Work instruction A:
From the article on California kin care leave, list every type of person the law counts as a "child."
Work instruction B:
Answer these questions from the article on California kin care leave:
(i) On what date did the kin care requirement take effect?
(ii) How many employees must an employer have for the FMLA and CFRA to apply?
(iii) How many weeks of otherwise unpaid FMLA or CFRA leave does paid kin care leave fall within?

Selected passage:
--- --- ---

California Establishes “Kin Care” Leave
As of January 1, 2000, employers in California who offer paid sick leave to their employees are required to allow those employees to use up to one-half of their yearly accrued sick leave to attend to a child, parent or spouse who is ill. This new law, embodied in California Labor Code §233, defines sick leave as accrued increments of compensated leave meant for an employee’s illness or injury, medical appointments or other medical needs. To avoid confusion with existing state and federal family leave laws, Labor Code §233 is called “kin care” leave.
If an employee needs to care for an ill family member, the employer must allow the employee to use accrued and available sick leave in an amount not less than what would be accrued and available as sick leave in six months of employment. Essentially, this means half an employee’s annual sick leave allotment, once it has actually accrued, may be used when an employee needs time off for kin care. For example, an employee who earns one week of sick leave per year could use two-and-a-half days to care for a child with measles, but only after he/she actually had earned those days. An employee who earns two weeks of sick leave per year could use one week of accrued leave for these “kin care” purposes.
As noted above, kin care is available to care for a child, parent or spouse. A “child” refers to a biological, foster or adopted child, a stepchild, a legal ward or a child of a person who acts in place of a parent; there is no requirement that the child still be a minor. A “parent” means a biological, foster or adoptive parent, stepparent or legal guardian; mothers-in-law, fathers-in-law and grandparents are not considered “parents” for purposes of Section 233. The term “spouse” is not defined by Section 233, but would presumably apply only to an employee’s legal spouse according to the laws of California.
Unlike the federal Family and Medical Leave Act (“FMLA”) and the California Family Rights Act (“CFRA”), which apply only to employers with at least 50 employees, Labor Code §233 applies to all employers who offer compensated sick leave to their employees, including small employers. Section 233 also broadens existing employee leave rights in that it does not require that the employee’s family member have a “serious” illness.
The new law also contains various provisions intended to ease the impact on employers. First, employers who do not offer paid sick leave are not obligated to begin doing so under the new law, and nothing in the law prevents an employer from terminating or changing an existing sick leave plan. Second, an employer may limit the amount of kin care leave to half of the current year’s allotment of sick leave, regardless of any sick leave which was not taken the year before. Third, there is nothing in the new law which requires that the amount of days available for kin care carry over from year to year. Fourth, any conditions and restrictions an employer places on an employee’s use of sick leave are applicable to sick leave used for kin care. For example, if an employer requires a doctor’s note when an ill employee uses sick leave, a doctor’s note could be required from the pediatrician of the employee’s sick child. Finally, kin care does not extend the amount of leave available to the employee under the CFRA or the FMLA. For example, while the new law would permit an employee to utilize paid sick leave to care for an ill family member, the paid leave would merely be part of (and would not extend) the 12 weeks of otherwise unpaid FMLA or CFRA leave.
Labor Code §233 contains the usual array of notice, remedial, and no-retaliation provisions. California employers are required to include a description of kin care rights in their written sick leave policies. An employee who is denied the use of sick leave for kin care, or discriminated against in any way for using sick leave for kin care, can file a claim with the state labor commissioner or file a civil lawsuit against the employer. The aggrieved employee is entitled to reinstatement and actual damages or one day’s pay, whichever is greater, and appropriate equitable relief. If the employee files a civil action and prevails, the court may award reasonable attorney’s fees.

--- --- ---

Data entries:
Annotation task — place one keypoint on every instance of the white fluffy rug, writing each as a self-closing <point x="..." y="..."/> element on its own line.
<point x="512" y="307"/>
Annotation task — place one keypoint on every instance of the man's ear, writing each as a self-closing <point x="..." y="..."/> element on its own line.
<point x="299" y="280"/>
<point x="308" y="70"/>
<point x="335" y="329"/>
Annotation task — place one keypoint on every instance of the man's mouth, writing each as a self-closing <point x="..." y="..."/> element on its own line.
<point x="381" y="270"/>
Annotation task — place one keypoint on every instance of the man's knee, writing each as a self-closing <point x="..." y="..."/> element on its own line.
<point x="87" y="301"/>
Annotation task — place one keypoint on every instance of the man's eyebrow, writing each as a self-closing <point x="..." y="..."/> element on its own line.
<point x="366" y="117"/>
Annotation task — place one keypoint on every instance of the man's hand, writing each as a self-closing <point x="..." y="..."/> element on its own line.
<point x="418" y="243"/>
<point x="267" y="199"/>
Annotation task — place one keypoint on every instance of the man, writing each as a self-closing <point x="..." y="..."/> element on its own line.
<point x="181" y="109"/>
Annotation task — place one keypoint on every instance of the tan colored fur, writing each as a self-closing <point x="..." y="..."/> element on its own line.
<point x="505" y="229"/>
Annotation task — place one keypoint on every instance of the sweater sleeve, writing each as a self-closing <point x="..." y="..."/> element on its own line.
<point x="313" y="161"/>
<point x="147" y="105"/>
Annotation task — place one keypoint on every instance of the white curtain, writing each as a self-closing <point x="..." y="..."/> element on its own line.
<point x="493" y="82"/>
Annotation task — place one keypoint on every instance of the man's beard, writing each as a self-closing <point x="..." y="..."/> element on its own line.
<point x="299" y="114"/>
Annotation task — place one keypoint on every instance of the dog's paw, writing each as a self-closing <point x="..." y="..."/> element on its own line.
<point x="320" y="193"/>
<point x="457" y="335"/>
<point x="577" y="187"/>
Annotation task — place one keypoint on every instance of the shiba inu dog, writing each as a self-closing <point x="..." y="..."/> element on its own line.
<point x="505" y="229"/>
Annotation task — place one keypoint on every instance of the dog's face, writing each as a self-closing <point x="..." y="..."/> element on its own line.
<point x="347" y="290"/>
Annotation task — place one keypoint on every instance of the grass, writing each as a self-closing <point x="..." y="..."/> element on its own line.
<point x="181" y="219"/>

--- --- ---

Response A:
- Biological child
- Foster child
- Adopted child
- Stepchild
- Legal ward
- Child of a person who acts in place of a parent

Response B:
(i) January 1, 2000
(ii) At least 50
(iii) 12 weeks